— begin —
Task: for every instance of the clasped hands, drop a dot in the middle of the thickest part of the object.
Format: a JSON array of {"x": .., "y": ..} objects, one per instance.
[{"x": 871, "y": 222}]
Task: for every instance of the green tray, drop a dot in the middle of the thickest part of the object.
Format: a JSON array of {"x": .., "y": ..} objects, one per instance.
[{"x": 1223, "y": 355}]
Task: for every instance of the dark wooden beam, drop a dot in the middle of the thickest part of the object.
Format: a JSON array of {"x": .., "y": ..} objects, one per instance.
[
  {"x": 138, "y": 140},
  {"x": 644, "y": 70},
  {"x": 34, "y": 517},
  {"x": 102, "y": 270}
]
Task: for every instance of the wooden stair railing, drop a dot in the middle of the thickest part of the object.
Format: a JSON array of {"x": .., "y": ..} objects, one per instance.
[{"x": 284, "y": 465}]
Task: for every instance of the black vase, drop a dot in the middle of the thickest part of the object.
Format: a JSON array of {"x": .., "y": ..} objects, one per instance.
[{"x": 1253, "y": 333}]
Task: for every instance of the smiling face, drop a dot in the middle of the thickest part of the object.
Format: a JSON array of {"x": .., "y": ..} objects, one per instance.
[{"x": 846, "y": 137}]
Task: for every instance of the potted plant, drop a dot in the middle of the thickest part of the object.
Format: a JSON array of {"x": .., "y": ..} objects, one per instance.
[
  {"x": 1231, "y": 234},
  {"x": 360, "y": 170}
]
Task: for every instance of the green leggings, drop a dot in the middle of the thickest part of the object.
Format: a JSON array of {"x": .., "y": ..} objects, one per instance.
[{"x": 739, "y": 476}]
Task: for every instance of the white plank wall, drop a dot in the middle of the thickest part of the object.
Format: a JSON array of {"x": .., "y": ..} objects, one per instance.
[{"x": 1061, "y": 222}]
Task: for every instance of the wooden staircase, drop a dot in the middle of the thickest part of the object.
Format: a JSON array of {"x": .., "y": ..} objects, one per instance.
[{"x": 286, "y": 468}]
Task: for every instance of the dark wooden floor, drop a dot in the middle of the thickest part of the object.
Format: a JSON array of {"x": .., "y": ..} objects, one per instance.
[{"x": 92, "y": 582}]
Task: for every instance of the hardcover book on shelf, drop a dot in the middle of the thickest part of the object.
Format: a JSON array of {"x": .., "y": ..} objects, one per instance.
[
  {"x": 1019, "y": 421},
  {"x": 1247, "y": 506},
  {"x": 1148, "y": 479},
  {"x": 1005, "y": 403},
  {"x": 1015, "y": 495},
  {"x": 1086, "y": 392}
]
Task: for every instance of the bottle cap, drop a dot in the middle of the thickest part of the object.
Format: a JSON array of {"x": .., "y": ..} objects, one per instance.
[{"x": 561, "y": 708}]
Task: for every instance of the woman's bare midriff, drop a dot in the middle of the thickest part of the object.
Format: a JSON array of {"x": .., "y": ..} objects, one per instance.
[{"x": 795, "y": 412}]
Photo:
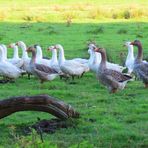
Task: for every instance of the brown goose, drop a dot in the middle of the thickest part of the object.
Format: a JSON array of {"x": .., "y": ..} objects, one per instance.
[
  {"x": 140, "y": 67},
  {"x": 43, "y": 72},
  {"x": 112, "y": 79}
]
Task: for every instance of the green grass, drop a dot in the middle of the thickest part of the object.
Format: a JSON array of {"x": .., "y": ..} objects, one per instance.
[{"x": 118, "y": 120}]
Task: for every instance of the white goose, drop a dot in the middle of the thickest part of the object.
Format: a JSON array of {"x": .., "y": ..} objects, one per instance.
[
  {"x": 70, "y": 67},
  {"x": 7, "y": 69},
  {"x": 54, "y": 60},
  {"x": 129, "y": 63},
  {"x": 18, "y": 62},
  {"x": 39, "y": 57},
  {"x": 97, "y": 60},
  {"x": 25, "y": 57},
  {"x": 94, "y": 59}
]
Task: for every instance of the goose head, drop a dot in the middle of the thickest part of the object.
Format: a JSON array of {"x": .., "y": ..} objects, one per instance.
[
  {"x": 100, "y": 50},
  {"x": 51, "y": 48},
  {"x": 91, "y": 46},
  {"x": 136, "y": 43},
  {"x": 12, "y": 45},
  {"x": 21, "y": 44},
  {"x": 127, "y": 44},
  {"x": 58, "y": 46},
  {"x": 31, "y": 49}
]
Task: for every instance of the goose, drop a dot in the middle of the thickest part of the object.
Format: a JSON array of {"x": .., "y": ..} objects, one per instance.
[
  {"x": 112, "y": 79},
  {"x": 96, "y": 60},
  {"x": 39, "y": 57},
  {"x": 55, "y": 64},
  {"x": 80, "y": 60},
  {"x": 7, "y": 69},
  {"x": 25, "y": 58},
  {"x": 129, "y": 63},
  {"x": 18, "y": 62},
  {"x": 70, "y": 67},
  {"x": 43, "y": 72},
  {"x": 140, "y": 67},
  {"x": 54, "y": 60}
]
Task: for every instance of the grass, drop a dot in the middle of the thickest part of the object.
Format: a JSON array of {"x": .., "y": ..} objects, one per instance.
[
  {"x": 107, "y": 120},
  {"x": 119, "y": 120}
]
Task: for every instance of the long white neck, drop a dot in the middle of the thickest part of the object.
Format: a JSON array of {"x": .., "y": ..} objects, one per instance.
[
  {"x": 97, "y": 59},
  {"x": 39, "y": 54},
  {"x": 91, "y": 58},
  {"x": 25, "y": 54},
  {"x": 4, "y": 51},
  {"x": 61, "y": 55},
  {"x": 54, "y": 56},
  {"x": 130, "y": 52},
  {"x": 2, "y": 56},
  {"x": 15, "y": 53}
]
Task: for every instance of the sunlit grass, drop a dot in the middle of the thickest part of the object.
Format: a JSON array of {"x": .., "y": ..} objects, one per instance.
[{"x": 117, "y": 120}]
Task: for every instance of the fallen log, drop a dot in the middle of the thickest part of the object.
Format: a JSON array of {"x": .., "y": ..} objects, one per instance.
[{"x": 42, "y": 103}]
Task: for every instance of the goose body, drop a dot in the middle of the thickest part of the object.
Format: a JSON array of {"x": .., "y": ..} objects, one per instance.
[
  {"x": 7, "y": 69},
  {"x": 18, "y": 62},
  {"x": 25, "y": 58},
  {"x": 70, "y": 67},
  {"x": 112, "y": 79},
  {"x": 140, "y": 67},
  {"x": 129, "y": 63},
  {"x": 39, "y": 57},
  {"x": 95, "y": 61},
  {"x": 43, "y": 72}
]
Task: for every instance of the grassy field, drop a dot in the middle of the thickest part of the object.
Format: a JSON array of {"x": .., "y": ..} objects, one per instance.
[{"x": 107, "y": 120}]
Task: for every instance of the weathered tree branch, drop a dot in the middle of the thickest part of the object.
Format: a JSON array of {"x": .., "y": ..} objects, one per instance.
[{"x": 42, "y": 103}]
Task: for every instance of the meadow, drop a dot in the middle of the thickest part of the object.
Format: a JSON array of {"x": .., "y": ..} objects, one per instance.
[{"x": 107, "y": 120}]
— end —
— begin —
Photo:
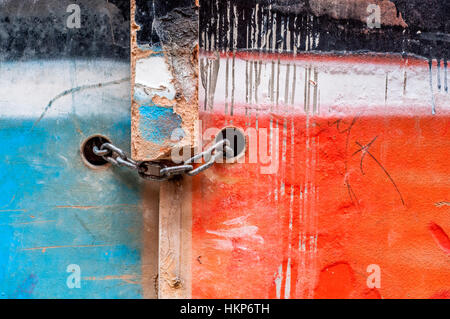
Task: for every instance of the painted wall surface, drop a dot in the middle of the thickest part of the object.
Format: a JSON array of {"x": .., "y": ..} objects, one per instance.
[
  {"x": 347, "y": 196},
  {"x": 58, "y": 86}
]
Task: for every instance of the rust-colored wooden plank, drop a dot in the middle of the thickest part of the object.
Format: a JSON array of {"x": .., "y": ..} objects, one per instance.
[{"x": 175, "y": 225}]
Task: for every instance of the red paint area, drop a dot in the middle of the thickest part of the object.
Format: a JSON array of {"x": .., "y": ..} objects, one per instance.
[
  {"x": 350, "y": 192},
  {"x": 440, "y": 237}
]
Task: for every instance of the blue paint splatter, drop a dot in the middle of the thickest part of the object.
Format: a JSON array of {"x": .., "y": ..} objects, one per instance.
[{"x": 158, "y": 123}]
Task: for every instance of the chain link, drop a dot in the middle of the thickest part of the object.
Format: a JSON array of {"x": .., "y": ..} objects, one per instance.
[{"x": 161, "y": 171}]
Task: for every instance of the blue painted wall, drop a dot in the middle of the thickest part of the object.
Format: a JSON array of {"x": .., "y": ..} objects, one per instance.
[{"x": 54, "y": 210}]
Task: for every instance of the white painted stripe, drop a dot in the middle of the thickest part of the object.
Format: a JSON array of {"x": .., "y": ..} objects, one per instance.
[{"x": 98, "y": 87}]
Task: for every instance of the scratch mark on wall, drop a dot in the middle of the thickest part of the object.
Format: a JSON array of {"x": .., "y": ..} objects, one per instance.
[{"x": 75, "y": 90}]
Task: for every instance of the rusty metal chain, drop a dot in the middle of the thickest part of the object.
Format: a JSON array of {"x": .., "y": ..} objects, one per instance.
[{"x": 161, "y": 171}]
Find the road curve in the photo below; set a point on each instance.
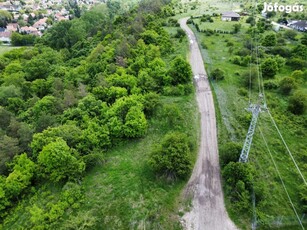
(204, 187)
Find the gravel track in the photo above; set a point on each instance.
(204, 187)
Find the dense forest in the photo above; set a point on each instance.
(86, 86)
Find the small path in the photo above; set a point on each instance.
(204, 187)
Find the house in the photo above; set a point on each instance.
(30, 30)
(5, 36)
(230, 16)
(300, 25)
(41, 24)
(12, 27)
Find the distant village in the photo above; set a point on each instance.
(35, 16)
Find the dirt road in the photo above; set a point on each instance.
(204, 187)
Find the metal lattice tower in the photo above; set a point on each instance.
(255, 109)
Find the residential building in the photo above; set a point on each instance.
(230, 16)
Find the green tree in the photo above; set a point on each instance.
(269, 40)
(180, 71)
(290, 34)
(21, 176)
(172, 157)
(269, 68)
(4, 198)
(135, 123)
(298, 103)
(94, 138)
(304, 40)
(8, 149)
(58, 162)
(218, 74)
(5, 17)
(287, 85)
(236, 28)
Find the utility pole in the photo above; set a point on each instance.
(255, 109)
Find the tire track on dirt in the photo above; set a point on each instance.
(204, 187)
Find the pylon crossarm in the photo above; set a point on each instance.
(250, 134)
— end —
TASK DIRECTIONS:
Which lines above contain the word "green", with case counting? List each of them in full.

REPLY TO THE EXERCISE:
Task: for every instance of the green tray, drop a dot in the middle of the thickest part of the object.
Task: for every instance of the green leggings, drop a dot in the middle of the thickest part of the object.
Task: for every instance of the green grass, drop a dot in the middle of the thickest part of the object.
Find the green tree in the photo above; set a point on each instance.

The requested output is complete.